● **SHORT PROBLEM**:
Can you retype, unchanged, the lines of the records between the one holding "# test: point to the awning" and the one holding "[[354, 186]]", inclusive?

══════════

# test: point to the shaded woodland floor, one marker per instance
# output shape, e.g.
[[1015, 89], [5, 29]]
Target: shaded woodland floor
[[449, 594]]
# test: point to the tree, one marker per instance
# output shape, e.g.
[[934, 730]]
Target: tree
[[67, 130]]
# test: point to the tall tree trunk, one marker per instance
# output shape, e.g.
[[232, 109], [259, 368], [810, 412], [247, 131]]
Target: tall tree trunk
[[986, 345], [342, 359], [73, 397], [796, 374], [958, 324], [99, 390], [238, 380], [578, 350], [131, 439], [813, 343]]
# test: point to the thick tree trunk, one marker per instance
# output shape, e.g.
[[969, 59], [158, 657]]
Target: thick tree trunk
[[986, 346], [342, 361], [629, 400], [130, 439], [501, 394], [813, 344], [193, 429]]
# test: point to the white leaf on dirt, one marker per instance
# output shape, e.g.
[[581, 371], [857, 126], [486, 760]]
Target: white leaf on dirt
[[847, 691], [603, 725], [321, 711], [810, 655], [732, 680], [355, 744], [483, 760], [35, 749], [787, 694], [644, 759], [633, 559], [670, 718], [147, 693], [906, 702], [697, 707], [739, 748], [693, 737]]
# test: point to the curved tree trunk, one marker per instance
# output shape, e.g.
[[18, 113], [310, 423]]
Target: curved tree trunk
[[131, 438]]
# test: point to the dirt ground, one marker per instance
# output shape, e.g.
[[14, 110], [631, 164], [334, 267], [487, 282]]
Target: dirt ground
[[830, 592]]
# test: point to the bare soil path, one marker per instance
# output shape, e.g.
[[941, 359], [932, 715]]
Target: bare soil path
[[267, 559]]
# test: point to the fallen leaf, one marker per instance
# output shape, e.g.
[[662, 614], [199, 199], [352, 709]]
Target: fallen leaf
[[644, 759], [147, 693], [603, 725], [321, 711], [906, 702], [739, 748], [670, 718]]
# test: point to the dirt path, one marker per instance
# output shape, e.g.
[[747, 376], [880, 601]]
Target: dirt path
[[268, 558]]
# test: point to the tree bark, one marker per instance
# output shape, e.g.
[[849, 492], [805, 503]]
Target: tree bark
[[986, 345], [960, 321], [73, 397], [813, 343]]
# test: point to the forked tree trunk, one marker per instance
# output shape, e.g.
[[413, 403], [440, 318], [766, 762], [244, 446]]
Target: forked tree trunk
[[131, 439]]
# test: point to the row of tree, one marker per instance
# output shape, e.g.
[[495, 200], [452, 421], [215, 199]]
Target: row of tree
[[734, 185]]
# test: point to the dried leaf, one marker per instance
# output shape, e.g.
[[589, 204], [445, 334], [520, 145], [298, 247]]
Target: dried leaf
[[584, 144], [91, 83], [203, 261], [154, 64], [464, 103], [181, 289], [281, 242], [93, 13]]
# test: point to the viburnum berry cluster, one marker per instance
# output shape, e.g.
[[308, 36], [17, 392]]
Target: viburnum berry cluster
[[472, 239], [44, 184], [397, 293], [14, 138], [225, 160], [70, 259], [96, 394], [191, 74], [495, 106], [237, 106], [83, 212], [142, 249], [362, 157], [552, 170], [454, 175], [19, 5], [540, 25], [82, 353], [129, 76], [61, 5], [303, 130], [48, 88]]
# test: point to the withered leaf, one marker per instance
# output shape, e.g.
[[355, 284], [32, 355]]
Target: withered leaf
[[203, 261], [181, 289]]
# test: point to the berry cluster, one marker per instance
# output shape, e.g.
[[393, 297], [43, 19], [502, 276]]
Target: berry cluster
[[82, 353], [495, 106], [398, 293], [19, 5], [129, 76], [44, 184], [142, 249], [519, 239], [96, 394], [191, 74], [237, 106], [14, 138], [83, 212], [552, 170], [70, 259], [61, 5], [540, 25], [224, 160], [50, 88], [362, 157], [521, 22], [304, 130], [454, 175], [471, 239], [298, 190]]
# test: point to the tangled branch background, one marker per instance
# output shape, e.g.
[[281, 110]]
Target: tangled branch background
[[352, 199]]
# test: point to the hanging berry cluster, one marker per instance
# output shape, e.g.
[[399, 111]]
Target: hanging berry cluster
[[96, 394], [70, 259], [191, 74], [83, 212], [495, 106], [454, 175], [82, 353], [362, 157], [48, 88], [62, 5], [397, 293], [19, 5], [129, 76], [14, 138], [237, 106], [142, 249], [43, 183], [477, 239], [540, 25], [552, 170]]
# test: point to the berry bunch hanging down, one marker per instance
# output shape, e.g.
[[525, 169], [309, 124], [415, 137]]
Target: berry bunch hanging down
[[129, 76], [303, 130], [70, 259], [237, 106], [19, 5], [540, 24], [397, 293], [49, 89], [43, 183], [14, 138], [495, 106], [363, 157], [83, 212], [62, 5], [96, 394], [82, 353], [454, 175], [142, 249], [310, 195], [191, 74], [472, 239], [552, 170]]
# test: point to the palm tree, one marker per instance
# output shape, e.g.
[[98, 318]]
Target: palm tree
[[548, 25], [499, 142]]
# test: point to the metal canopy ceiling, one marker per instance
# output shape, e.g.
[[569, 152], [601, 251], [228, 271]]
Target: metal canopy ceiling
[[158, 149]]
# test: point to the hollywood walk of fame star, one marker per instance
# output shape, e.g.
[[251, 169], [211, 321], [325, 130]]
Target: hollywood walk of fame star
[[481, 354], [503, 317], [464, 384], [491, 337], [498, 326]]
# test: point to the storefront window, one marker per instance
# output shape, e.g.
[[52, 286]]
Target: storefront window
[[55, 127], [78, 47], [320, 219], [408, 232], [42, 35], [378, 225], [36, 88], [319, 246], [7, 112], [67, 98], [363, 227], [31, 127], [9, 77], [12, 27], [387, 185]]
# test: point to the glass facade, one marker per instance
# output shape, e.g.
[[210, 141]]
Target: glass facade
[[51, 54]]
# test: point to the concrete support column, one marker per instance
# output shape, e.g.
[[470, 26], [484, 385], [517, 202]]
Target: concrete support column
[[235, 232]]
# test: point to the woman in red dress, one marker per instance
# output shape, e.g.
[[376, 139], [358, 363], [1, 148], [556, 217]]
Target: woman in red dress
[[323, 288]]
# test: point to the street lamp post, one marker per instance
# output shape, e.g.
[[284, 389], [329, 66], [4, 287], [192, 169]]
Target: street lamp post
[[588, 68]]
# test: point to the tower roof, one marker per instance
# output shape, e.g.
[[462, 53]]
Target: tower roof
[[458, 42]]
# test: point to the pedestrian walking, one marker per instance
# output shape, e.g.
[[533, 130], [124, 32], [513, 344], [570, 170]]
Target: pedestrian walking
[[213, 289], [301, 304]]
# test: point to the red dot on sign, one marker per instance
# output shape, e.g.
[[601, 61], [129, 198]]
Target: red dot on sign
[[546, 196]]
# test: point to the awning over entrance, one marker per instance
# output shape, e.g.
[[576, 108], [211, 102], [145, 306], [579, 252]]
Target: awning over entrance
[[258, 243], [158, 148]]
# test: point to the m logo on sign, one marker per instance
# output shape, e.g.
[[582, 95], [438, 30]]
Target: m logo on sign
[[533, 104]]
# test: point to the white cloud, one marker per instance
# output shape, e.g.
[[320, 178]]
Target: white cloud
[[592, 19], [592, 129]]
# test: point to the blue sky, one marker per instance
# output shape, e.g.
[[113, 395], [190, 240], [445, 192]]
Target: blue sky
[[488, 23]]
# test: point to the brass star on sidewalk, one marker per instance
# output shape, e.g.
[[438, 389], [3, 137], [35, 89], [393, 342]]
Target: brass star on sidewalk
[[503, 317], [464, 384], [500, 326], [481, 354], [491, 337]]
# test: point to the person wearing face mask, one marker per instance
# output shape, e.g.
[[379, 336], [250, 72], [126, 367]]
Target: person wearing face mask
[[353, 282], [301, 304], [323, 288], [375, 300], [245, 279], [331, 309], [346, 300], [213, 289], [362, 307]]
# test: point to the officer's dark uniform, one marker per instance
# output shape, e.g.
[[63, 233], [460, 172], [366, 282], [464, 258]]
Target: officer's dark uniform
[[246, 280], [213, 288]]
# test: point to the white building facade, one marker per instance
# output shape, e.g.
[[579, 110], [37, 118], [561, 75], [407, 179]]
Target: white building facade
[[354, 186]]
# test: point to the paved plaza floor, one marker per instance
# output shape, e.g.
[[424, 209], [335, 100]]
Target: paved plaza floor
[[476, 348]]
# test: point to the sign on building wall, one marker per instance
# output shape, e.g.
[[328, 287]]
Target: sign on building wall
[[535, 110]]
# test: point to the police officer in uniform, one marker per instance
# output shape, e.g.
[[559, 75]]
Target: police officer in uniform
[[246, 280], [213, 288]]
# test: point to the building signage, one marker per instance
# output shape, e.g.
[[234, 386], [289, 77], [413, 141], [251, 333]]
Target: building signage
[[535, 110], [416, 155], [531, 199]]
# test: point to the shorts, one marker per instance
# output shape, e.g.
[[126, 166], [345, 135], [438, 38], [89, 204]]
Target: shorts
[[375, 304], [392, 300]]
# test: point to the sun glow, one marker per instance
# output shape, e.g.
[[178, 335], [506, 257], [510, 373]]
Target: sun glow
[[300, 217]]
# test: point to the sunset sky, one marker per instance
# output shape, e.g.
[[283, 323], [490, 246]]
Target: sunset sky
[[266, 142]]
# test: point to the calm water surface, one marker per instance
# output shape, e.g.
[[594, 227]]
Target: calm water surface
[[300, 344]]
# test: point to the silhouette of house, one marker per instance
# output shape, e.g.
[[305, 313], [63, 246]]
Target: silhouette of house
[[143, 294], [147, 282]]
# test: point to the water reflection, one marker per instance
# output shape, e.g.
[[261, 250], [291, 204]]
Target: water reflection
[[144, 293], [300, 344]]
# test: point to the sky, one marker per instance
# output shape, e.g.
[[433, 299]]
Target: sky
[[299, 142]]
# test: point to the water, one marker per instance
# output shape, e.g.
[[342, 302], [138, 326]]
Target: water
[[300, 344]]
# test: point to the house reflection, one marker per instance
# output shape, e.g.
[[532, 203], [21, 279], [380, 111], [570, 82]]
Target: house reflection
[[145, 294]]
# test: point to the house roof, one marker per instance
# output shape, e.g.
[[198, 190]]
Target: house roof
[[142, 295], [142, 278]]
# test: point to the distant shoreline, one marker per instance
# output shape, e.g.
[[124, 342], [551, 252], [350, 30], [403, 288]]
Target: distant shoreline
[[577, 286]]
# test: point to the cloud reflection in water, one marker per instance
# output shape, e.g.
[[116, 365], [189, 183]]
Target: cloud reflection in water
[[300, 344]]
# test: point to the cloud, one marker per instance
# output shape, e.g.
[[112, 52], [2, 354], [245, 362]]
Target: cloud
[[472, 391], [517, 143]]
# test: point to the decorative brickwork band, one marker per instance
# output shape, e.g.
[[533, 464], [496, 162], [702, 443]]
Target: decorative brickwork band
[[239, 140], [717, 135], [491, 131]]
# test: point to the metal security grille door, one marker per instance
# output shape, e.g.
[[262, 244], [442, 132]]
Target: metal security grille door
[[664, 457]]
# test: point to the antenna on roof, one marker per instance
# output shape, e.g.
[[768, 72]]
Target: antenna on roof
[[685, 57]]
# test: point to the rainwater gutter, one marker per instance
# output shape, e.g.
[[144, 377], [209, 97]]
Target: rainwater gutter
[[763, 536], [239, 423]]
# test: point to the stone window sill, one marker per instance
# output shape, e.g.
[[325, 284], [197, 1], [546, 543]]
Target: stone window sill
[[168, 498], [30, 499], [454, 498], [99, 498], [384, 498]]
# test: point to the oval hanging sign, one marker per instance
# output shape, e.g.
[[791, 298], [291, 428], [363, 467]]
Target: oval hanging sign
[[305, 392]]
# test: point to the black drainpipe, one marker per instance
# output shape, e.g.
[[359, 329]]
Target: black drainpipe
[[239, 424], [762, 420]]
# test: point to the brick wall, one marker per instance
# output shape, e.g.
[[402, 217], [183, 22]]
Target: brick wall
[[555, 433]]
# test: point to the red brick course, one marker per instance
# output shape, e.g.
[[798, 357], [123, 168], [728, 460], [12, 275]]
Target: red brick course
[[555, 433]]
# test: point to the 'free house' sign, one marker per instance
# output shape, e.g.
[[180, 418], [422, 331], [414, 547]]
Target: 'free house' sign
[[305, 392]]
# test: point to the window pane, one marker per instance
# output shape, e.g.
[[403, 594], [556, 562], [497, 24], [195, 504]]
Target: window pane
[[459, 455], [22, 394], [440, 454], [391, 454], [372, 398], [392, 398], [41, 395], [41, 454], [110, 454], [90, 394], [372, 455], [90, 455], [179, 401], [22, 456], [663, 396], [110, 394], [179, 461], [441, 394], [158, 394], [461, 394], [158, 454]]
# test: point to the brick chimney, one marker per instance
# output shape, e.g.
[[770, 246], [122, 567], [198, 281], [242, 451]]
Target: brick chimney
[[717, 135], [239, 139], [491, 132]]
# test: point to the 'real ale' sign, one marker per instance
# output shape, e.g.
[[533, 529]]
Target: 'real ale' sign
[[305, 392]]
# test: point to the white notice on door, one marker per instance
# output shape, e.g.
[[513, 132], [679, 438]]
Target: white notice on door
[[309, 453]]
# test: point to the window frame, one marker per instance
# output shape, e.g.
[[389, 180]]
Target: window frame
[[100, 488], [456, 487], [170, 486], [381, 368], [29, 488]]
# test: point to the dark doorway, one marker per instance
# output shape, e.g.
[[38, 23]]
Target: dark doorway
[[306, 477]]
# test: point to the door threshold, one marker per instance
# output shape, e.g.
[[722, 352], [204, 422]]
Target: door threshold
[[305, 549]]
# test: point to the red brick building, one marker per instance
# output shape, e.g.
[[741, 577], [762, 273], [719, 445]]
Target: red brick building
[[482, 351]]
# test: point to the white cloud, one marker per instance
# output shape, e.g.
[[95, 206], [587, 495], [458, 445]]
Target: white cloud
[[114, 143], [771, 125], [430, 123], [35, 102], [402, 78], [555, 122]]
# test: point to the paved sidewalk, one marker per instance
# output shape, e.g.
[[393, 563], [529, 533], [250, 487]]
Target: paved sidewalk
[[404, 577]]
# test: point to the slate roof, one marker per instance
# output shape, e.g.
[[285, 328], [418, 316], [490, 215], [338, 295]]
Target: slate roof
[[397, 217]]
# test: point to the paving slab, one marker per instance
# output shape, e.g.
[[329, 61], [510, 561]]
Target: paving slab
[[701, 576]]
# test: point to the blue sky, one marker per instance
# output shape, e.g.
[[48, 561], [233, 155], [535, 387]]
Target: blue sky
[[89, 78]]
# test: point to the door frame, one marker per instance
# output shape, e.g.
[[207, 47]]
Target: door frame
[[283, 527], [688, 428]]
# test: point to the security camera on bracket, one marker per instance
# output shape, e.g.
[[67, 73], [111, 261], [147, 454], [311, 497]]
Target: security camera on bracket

══════════

● **FULL RESPONSE**:
# test: point to the awning over entrance, one marker per instance
# output shape, e.g.
[[576, 108], [211, 102], [145, 306], [579, 252]]
Target: awning over entrance
[[258, 243], [158, 148]]
# test: point to the m logo on sign, one marker per instance
# output shape, e.g.
[[582, 95], [438, 30]]
Target: m logo on sign
[[533, 104]]
# test: point to the white cloud, one marker per instance
# output shape, e.g.
[[320, 178]]
Target: white cloud
[[592, 19], [592, 129]]
# test: point to the blue sky, one marker per instance
# output shape, e.g.
[[113, 395], [190, 240], [445, 192]]
Target: blue sky
[[488, 23]]
# test: point to the brass star on sidewalk, one marker per instance
# output shape, e.g.
[[438, 389], [3, 137], [35, 89], [393, 342]]
Target: brass star on sidewalk
[[503, 317], [464, 384], [500, 326], [481, 354], [491, 337]]
# test: point to the person wearing face mask, one marker per instance
# output shape, e.g.
[[379, 336], [250, 72], [126, 367]]
Target: person wearing face mask
[[353, 282], [301, 304], [323, 288], [375, 300], [245, 279], [331, 309], [346, 300], [213, 289], [362, 307]]
# test: point to the officer's dark uniform, one marker per instance
# output shape, e.g.
[[63, 233], [460, 172], [366, 282], [464, 258]]
Target: officer's dark uniform
[[246, 280], [213, 288]]
# test: point to the white building facade, one marker per instance
# output shape, e.g.
[[579, 110], [37, 118], [561, 75], [407, 179]]
Target: white building facade
[[354, 186]]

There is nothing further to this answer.